[Page excerpt]
[START]
I've never had a prayer go unanswered. Often in unexpected ways, but an answer nonetheless and very often a seemingly negative response, has had a positive outcome somewhere down the road. Mind you, I never pray for that which God has already provided. That is, rather than telling God about my problems, I tend to tell my problems about God. ;)
 
Perhaps God responds to the prayer of the soul?
 
The trouble with 'prayer' is that most of us are taught how to pray as kids (if at all) and never really question what prayer actually is.

I would say if prayer is the same as every other activity, then it's not prayer. Prayer is something specific, which is why it has its own name.

Thoughts from Frithjof Schuon:
Prayer: The remembrance of God is at the same time a forgetting of oneself; conversely, the ego is a kind of crystallization of forgetfulness of God. The brain is, as it were, the organ of this forgetfulness; it is like a sponge filled with images of this world of dispersion and of heaviness, filled too with the tendencies of the ego towards both dispersal and hardening. As for the heart, it is the latent remembrance of God, hidden deep down in our “I”; prayer is as if the heart, risen to the surface, came to take the place of the brain which then sleeps with a holy slumber; this slumber unites and soothes, and its most elementary trace in the soul is peace. “I sleep, but my heart waketh.” (Understand Islam)
[END]
[Written exercise 1]
Find each line in the entries below that contains the word "molding" and copy that whole line. Matching is case-sensitive.

(Pointing dataset entries)
[START]
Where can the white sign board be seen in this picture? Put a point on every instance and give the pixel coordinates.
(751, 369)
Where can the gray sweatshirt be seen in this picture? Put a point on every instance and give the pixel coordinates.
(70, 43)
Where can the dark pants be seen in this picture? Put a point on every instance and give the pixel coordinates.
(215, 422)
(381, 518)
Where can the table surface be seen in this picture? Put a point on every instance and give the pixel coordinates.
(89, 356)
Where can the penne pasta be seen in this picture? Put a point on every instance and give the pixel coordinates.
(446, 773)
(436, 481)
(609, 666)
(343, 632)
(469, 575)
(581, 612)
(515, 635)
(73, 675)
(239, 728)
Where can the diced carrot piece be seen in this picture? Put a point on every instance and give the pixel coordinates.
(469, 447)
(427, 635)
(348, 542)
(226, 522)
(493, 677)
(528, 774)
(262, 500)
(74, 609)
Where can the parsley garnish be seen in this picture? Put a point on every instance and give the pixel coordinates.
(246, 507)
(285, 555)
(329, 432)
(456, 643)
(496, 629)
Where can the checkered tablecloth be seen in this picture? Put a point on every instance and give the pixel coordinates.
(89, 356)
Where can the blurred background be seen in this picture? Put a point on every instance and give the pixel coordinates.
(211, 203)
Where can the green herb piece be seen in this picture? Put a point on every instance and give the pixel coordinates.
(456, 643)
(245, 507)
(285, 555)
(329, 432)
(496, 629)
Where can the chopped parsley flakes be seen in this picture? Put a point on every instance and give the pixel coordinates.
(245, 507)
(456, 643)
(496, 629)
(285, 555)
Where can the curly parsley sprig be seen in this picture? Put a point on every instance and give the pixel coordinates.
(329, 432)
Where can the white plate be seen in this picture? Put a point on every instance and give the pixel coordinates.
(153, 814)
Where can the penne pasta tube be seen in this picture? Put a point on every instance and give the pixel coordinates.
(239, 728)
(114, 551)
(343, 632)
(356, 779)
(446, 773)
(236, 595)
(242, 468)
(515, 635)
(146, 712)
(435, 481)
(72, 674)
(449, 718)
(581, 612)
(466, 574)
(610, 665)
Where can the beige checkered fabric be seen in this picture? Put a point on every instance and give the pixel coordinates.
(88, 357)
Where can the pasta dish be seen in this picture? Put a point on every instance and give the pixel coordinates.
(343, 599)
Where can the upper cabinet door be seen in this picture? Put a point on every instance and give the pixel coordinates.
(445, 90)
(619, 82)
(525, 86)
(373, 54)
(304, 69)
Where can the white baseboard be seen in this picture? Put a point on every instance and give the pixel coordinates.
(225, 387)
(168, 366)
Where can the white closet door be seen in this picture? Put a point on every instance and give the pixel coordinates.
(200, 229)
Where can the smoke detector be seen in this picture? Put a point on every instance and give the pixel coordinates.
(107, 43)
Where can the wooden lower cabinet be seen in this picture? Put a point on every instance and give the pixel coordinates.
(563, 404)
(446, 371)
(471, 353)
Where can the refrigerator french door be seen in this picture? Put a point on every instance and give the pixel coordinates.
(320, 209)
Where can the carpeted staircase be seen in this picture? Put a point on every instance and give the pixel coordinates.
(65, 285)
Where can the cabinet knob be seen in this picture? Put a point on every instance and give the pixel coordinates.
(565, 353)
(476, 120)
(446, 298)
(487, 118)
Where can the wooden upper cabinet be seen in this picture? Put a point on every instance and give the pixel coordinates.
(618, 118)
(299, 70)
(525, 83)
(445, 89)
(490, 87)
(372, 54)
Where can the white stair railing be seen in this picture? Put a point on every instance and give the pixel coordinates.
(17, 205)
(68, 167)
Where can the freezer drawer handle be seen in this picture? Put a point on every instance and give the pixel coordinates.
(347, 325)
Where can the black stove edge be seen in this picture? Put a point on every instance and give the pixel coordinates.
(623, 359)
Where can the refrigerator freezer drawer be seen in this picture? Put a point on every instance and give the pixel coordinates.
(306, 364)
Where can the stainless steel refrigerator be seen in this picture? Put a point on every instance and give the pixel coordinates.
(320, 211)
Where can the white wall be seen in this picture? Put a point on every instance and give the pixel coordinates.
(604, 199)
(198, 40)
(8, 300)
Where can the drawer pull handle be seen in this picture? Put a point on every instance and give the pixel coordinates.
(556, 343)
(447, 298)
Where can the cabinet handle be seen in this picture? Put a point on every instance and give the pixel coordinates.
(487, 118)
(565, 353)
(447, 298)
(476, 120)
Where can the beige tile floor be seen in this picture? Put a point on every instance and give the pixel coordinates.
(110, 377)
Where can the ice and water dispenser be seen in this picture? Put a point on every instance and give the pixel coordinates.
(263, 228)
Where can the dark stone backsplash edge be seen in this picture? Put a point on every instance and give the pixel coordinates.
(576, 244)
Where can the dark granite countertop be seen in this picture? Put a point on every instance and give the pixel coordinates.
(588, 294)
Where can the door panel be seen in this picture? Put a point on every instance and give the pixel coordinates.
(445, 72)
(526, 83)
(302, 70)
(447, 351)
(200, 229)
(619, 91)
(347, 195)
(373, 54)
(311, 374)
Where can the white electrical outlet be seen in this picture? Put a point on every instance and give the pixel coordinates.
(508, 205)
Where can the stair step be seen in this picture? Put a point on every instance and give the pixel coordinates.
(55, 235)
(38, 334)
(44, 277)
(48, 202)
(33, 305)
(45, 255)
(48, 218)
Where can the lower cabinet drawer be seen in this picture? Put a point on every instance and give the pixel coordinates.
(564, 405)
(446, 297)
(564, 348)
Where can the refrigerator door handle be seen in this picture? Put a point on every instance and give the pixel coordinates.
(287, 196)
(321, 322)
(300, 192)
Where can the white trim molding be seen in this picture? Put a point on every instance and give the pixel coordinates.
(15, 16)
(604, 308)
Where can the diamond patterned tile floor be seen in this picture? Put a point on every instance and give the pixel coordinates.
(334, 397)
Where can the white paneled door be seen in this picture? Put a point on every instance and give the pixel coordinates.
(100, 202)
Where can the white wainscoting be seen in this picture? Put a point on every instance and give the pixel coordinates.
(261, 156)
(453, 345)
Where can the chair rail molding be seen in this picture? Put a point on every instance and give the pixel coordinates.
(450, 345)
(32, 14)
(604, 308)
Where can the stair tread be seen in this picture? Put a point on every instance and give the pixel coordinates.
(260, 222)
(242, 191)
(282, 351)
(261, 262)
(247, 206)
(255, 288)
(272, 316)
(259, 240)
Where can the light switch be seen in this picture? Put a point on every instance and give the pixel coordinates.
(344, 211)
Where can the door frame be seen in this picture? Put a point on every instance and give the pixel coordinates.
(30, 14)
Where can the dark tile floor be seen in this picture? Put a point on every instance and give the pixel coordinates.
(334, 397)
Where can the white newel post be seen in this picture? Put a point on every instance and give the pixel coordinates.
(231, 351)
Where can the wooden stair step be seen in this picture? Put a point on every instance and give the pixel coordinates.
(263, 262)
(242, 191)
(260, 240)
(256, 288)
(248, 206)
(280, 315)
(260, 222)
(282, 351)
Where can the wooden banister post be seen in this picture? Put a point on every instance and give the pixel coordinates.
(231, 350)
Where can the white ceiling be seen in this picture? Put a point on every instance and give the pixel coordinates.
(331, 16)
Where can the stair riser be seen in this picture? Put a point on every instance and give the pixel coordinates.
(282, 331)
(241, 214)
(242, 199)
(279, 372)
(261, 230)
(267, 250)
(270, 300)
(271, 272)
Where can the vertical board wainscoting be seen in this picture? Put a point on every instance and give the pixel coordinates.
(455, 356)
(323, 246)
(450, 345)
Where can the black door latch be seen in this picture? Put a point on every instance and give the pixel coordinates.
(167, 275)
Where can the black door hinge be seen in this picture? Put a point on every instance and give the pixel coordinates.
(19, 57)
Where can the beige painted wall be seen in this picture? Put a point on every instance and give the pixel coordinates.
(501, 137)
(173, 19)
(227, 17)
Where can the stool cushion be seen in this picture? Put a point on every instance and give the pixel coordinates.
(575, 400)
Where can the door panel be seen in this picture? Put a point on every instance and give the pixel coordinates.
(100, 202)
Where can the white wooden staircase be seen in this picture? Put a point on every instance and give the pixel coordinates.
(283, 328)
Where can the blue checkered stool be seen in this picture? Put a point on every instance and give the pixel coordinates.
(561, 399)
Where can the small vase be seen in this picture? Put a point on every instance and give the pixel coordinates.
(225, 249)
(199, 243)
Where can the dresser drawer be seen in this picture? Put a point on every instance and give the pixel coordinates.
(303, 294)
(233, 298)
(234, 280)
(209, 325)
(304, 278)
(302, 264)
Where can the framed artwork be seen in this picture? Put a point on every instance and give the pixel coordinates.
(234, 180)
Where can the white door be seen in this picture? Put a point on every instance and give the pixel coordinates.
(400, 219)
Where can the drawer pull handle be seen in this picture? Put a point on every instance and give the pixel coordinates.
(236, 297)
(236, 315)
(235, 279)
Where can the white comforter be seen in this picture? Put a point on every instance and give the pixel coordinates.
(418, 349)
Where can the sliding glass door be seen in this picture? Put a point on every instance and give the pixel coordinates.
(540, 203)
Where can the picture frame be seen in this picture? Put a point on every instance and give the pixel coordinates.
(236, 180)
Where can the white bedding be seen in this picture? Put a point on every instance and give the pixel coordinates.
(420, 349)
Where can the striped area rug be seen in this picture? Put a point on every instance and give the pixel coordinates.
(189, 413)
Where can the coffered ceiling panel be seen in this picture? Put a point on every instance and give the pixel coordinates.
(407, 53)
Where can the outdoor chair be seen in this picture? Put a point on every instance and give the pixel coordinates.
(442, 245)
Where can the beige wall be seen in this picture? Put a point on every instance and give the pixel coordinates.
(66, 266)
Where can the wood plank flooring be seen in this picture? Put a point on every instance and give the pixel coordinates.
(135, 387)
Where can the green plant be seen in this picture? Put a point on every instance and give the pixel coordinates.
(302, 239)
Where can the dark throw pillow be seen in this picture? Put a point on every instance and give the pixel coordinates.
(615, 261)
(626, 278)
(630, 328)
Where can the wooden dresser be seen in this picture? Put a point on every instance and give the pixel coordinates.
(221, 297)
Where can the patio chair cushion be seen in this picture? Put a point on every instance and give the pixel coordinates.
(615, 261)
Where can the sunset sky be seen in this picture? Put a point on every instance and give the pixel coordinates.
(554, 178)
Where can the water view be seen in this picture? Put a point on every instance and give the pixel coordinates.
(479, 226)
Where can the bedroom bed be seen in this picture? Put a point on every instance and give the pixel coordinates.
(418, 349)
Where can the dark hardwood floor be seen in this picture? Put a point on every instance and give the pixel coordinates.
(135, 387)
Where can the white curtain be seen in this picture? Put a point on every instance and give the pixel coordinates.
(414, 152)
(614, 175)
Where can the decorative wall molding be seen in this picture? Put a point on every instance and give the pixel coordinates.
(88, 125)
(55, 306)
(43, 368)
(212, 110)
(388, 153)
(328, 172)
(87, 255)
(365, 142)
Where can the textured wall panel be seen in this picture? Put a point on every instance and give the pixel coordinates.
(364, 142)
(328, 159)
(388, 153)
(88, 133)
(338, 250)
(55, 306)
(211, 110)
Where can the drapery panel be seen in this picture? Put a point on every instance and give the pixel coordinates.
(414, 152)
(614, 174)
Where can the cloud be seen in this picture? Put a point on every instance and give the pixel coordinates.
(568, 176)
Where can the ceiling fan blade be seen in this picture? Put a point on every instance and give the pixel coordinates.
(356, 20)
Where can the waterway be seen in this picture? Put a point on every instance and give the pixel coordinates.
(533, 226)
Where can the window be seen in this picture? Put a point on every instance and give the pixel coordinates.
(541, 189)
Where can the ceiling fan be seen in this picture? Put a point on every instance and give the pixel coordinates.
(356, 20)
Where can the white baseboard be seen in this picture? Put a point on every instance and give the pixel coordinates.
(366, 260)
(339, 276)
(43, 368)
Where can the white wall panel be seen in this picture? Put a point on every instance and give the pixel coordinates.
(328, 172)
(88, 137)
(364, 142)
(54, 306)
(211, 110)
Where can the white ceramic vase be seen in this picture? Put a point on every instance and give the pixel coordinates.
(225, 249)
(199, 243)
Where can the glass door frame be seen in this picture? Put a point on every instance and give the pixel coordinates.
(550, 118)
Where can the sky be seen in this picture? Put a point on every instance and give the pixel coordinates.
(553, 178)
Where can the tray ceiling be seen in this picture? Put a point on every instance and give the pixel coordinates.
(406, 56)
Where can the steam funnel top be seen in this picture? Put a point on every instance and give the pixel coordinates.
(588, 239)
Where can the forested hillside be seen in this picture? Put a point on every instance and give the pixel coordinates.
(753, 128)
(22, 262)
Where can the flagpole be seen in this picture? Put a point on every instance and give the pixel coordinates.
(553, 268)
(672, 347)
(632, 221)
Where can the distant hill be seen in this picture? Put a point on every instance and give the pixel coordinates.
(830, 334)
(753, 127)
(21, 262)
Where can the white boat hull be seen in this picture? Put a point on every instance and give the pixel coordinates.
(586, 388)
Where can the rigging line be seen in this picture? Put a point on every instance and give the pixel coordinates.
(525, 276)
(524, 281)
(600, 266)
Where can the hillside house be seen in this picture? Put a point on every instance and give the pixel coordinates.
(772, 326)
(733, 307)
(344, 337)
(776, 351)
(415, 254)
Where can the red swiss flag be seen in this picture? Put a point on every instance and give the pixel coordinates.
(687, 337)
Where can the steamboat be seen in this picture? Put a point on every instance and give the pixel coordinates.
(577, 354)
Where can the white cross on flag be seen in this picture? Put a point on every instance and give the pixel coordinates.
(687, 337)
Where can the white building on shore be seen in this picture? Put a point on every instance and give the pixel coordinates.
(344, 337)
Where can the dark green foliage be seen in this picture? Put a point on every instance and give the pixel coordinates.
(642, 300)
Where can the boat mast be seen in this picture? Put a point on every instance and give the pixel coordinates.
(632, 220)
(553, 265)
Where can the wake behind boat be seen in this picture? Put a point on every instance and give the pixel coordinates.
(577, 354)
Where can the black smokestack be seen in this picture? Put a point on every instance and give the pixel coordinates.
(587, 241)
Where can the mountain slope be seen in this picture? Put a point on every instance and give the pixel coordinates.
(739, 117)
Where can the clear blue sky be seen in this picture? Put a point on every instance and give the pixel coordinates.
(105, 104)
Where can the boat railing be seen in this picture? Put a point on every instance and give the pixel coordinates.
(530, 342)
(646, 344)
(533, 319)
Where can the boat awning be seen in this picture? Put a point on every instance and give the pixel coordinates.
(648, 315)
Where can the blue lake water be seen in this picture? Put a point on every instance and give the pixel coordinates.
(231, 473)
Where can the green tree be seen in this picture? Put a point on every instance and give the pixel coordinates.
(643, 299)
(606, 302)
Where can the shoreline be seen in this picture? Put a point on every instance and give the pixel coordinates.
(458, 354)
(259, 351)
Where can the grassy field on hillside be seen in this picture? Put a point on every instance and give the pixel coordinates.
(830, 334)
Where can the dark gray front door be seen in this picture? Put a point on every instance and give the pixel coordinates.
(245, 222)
[END]
[Written exercise 2]
Reproduce the part of the passage on prayer word for word, starting at "I've never had" and ending at "about God. ;)".

[Final result 1]
Where can the white trim molding be seen in this picture? Put a point on every instance and give the pixel coordinates.
Where can the chair rail molding be seen in this picture? Put a point on every instance and give the pixel coordinates.
Where can the decorative wall molding be seen in this picture? Put a point on every instance and give the pixel coordinates.

[Final result 2]
I've never had a prayer go unanswered. Often in unexpected ways, but an answer nonetheless and very often a seemingly negative response, has had a positive outcome somewhere down the road. Mind you, I never pray for that which God has already provided. That is, rather than telling God about my problems, I tend to tell my problems about God. ;)